=== Section Start ===

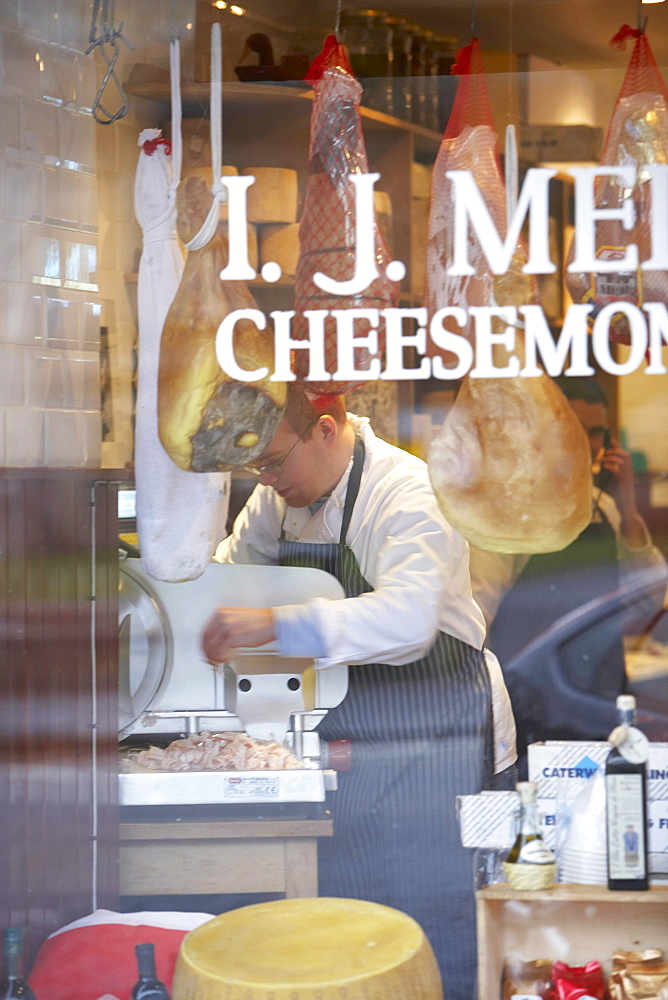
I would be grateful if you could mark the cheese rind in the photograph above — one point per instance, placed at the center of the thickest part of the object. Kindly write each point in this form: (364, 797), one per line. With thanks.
(273, 196)
(307, 948)
(280, 243)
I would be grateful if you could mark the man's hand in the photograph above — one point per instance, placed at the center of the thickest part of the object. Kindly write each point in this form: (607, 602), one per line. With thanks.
(622, 488)
(230, 628)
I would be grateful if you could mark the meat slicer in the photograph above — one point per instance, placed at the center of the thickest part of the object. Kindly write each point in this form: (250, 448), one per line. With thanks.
(167, 689)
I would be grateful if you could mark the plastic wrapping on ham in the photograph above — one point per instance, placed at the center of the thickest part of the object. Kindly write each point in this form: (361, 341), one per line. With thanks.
(327, 228)
(470, 144)
(212, 752)
(637, 138)
(510, 465)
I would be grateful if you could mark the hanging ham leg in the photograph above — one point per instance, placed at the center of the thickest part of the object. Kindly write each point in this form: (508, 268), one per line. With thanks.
(207, 420)
(327, 229)
(510, 466)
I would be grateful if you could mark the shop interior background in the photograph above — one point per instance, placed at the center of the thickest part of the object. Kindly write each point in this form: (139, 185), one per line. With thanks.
(70, 242)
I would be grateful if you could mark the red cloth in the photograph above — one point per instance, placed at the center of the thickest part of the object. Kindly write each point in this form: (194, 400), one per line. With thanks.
(86, 962)
(573, 982)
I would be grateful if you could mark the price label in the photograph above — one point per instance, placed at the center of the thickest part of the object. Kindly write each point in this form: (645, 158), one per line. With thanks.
(263, 787)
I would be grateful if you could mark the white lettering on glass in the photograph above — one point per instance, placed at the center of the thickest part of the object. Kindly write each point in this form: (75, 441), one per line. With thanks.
(470, 209)
(238, 266)
(366, 268)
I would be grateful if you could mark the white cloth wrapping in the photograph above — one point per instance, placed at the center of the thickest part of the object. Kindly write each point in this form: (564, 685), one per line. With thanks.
(181, 515)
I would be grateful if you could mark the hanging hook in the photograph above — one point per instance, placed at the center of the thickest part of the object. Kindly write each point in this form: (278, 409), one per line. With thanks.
(109, 36)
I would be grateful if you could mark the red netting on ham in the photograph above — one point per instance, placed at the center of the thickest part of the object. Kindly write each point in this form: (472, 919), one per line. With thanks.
(469, 144)
(638, 138)
(327, 229)
(471, 105)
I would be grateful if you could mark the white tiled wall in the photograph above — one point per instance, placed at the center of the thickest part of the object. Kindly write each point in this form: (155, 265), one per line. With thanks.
(68, 234)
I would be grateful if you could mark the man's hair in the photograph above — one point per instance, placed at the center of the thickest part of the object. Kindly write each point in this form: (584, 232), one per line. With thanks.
(584, 388)
(302, 410)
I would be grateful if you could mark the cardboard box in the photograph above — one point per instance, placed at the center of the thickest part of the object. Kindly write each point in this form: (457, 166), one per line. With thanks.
(554, 762)
(488, 819)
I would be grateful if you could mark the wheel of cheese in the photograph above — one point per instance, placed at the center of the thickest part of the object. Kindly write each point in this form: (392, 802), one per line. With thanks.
(280, 243)
(273, 196)
(253, 249)
(307, 949)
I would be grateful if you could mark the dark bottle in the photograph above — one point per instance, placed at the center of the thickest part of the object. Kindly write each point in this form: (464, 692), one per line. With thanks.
(148, 986)
(626, 801)
(13, 984)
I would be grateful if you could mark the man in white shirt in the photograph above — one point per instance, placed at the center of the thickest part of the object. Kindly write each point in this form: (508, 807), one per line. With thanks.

=== Section End ===

◆ Task to carry out:
Only the lines from the one bearing "I would be grateful if you could mark the dark" to the end of the material belong in the answer; set them down verbatim.

◆ Solution to this task:
I would be grateful if you could mark the dark bottle in the photograph above — one point per instance, placed at the center of the thickest part of the object. Kindly write each point in this form: (464, 692), one per line. With thanks.
(148, 986)
(626, 801)
(13, 984)
I would be grateful if you could mark the man in white shirt in the photograph above — one point per instance, placed at the center of the thickest part of the object. Kindly write each point in this form: (508, 807), one per line. With thanks.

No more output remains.